▶ _Exercise description_:
Translate this sentence from the passage on checking sightings distances into Spanish: "We wish to select only sightings data from when observers were on effort and the vessel was on transect."

▶ _Passage_:
One check that can be performed on the above is to check the calculated radial distances using Lerczak and Hobbs against those given in the sightings spreadsheet for sightings earlier than 2022. Here is a histogram of the distance differences:

ind3 <- sightings$dist_calc_m_ > 0
hist(sightings$D[ind3] - sightings$dist_calc_m_[ind3], xlab = "Difference in calculated radial distances (m)", main = "Difference between spreadsheet and Lerczak & Hobbs", breaks = 100)

As can be seen, in the great majority of cases the difference is very small - but there are some larger differences.

Note

Worth investigating further?

One other thing to note is that there are 443 records that don’t have a valid number in either the ShipHeadingTru or the SightingBearingTru column of the sightings spreadsheet.

Note

Worth investigating further?

We now check whether any 2022/2023 data still have missing distances:

#Calculate how many missing distances we have from 2022 onwards
ind3 <- ind & is.na(sightings$perp_dist_m2)
tmp <- sightings[ind3, ]

There are 19 of these.

Note

I checked into the causes and emailed Michaela about them on 29th Nov.

For now I will drop these records …

sightings <- sightings[!ind3, ]

… and copy over the newly calculated perp distances for 2022 onwards into the perp_dist_m field used by all the other records.

#Copy the perp_dist_m2 for these records to perp_dist_m
ind <- sightings$Year >= 2022
sightings$perp_dist_m[ind] <- sightings$perp_dist_m2[ind]

3.2 Getting on-effort on-transect data

We wish to select only sightings data from when observers were on effort and the vessel was on transect. There are various potentially relevant fields here, so we should check which to use.

▶ _Excerpted records_:
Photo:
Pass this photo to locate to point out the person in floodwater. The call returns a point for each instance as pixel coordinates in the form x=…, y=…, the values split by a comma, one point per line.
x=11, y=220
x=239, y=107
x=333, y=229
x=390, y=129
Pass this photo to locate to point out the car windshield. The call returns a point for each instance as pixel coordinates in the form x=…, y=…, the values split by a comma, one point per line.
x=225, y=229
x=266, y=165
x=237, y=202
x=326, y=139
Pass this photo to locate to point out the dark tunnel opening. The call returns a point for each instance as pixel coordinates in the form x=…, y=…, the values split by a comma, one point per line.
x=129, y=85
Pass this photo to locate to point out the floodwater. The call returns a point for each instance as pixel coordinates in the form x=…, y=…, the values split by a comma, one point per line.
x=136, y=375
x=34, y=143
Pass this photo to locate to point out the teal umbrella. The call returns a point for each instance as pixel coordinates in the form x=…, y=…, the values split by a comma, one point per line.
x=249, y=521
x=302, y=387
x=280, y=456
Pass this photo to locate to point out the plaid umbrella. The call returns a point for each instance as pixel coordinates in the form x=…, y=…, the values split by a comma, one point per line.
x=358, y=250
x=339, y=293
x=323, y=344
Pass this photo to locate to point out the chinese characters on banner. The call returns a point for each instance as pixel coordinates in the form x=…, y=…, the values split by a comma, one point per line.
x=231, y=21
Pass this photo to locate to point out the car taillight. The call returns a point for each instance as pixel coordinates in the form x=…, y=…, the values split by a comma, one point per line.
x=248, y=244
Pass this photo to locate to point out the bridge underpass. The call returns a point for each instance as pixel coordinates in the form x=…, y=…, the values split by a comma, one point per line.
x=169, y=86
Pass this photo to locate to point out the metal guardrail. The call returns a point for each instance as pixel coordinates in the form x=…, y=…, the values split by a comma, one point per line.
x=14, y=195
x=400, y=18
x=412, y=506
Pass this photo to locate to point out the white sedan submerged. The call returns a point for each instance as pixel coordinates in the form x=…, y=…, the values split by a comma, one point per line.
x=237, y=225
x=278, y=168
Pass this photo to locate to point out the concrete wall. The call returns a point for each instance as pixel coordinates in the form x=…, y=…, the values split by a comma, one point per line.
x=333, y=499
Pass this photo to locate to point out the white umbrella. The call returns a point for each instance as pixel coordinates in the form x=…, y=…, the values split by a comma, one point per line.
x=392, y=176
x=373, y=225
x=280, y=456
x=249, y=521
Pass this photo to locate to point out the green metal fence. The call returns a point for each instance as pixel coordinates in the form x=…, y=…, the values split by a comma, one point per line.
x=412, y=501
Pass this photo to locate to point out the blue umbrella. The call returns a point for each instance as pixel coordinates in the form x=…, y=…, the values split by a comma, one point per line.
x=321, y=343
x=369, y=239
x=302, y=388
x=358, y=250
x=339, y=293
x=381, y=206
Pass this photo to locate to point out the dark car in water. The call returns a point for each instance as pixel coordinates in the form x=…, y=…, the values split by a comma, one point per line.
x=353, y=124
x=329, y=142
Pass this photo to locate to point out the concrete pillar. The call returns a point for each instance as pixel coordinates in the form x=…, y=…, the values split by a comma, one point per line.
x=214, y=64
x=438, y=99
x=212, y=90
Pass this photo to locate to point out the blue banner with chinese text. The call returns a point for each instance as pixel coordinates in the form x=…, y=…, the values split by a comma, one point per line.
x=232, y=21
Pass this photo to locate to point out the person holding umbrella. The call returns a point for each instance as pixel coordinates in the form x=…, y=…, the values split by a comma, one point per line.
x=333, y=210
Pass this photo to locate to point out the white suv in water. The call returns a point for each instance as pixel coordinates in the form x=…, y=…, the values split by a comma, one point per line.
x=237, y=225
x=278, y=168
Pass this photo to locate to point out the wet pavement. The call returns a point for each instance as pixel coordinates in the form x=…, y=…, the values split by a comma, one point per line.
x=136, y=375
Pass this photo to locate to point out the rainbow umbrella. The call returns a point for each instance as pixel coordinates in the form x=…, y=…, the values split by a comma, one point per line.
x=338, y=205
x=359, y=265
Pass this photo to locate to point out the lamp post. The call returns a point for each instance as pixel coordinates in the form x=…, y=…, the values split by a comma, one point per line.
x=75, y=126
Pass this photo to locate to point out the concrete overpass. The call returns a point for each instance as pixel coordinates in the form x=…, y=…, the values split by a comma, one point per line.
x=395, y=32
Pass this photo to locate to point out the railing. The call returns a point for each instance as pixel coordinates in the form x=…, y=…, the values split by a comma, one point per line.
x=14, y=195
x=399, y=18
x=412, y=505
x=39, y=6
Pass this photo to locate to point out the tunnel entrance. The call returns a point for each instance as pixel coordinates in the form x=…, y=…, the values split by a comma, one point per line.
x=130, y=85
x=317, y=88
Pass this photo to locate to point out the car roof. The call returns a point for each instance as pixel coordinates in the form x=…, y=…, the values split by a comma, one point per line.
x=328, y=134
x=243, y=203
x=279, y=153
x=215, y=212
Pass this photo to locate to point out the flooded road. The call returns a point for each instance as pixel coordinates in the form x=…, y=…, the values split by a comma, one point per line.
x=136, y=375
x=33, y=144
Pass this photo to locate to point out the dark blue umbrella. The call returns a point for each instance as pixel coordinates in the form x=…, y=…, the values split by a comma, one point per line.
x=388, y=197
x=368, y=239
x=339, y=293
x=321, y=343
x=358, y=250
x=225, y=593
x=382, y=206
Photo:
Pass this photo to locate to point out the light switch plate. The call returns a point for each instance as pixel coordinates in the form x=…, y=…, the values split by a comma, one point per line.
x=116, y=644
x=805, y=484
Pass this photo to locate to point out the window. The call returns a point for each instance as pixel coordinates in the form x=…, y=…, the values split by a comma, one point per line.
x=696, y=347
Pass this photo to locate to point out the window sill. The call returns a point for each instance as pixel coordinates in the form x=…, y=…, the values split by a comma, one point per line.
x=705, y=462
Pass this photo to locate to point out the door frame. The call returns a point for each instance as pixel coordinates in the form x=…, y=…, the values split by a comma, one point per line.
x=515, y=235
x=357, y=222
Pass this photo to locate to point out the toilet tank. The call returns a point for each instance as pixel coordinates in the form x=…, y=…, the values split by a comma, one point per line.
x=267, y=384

▶ _Problem solution_:
Queremos seleccionar únicamente los datos de avistamientos de los momentos en que los observadores estaban en esfuerzo y la embarcación estaba en el transecto.